Information shown Block Start
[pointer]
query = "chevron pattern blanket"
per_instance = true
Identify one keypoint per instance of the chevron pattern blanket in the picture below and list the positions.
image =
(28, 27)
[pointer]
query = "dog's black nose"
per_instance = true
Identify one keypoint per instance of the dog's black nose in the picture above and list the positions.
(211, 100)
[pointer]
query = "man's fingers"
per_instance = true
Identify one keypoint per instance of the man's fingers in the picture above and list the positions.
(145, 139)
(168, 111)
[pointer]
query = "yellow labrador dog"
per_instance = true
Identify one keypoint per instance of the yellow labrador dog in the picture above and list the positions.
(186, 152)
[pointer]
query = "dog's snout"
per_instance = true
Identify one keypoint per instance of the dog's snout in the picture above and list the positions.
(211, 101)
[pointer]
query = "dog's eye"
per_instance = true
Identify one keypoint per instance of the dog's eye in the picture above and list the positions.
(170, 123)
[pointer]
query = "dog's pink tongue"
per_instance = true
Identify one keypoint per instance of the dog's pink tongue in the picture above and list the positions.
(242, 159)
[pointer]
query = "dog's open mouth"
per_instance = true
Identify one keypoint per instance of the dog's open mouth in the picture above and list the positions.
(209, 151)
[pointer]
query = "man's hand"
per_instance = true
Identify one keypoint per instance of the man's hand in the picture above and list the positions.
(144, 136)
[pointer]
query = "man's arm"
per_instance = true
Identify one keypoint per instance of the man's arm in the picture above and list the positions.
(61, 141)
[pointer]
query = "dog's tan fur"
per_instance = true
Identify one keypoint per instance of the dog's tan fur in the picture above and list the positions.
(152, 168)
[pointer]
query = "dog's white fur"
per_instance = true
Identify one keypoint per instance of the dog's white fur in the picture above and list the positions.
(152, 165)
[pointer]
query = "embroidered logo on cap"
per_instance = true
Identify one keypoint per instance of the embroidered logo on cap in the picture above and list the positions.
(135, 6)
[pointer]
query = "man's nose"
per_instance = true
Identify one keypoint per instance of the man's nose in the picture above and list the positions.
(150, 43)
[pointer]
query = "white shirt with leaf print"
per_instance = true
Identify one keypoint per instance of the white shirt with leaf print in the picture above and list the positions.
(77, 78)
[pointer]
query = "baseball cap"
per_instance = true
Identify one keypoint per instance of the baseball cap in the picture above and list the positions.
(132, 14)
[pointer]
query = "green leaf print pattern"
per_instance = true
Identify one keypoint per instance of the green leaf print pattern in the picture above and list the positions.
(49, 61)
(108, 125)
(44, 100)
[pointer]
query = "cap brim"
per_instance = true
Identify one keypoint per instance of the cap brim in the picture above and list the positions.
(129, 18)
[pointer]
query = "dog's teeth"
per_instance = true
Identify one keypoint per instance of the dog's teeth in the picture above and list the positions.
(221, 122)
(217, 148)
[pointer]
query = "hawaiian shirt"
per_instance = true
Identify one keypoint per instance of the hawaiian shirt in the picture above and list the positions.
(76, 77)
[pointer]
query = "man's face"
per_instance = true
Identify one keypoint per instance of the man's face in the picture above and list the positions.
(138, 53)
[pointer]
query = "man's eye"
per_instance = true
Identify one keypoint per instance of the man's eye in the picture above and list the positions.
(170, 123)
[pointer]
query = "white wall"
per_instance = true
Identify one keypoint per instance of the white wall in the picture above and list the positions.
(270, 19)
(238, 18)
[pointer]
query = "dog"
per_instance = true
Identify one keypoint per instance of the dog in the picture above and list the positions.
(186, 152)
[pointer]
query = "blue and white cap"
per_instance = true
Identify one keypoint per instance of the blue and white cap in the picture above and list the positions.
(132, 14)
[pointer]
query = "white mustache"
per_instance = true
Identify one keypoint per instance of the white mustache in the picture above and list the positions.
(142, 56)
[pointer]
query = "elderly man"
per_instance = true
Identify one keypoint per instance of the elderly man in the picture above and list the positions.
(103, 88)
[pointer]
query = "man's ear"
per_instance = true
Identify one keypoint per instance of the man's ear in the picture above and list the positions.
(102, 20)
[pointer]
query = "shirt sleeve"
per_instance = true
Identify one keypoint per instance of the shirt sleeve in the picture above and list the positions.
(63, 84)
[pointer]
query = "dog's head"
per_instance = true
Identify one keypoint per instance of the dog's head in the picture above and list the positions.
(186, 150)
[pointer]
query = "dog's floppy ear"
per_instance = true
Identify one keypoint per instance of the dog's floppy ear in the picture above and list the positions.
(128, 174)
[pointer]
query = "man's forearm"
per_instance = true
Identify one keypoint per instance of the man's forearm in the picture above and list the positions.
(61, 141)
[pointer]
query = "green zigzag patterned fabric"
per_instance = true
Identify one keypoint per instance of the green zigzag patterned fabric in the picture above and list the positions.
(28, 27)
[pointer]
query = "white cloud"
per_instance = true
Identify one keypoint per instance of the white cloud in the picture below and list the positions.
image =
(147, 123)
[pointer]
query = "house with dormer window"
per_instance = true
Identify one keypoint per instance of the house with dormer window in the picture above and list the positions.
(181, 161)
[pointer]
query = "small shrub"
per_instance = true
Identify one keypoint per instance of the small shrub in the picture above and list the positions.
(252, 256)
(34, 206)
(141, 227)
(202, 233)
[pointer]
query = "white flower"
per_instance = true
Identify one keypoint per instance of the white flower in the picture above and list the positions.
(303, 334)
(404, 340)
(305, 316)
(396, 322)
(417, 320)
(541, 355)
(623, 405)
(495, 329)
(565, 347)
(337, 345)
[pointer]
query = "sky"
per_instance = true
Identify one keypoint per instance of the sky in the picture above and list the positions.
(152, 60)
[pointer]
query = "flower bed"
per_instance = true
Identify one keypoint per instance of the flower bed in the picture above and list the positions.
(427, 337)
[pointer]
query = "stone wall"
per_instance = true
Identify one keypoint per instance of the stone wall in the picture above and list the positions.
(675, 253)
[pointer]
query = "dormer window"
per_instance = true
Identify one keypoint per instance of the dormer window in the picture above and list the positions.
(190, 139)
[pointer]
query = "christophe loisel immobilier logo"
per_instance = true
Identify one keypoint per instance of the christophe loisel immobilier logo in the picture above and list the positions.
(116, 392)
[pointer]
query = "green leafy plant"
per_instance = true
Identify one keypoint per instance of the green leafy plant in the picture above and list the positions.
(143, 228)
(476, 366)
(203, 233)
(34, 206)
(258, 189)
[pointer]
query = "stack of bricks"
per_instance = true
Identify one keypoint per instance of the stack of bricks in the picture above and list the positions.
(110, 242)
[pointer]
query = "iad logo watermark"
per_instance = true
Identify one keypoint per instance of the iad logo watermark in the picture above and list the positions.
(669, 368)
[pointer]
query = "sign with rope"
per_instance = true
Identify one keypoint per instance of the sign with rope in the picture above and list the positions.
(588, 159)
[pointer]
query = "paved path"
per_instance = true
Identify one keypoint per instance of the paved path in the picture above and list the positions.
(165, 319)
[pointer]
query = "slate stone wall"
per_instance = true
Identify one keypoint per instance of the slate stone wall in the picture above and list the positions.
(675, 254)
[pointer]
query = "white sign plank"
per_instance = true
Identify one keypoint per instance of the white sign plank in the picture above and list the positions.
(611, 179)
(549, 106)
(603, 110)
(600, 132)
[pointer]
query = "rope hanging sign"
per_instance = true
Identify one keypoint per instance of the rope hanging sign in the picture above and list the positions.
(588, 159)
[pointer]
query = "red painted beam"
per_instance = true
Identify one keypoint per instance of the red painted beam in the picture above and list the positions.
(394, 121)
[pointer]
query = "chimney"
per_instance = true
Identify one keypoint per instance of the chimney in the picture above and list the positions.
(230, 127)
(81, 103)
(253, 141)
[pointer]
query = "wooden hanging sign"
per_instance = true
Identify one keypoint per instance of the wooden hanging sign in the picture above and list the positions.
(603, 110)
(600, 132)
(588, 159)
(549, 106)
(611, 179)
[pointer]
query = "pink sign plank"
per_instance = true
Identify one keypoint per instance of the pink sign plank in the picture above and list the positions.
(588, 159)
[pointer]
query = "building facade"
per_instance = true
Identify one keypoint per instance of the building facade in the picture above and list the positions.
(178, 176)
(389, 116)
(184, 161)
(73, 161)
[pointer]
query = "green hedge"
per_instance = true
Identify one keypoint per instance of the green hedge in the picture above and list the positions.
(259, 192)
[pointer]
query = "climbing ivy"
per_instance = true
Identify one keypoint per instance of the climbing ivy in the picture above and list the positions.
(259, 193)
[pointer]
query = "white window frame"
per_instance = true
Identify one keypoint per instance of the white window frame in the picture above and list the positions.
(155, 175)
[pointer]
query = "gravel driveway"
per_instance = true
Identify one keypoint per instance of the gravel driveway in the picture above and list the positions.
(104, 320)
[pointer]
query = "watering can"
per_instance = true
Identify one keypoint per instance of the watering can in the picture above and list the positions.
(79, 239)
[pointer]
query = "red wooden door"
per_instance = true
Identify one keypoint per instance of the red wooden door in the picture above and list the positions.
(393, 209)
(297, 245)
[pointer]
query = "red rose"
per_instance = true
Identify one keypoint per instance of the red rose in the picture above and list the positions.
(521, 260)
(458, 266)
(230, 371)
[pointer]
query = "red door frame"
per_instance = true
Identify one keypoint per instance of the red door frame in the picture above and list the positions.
Information shown Block End
> [Exercise directions] Go through the data and gather every line that holds "blanket".

> [Result of this task]
query = "chevron pattern blanket"
Identify one keypoint per instance of the chevron pattern blanket in the picture below and list the positions.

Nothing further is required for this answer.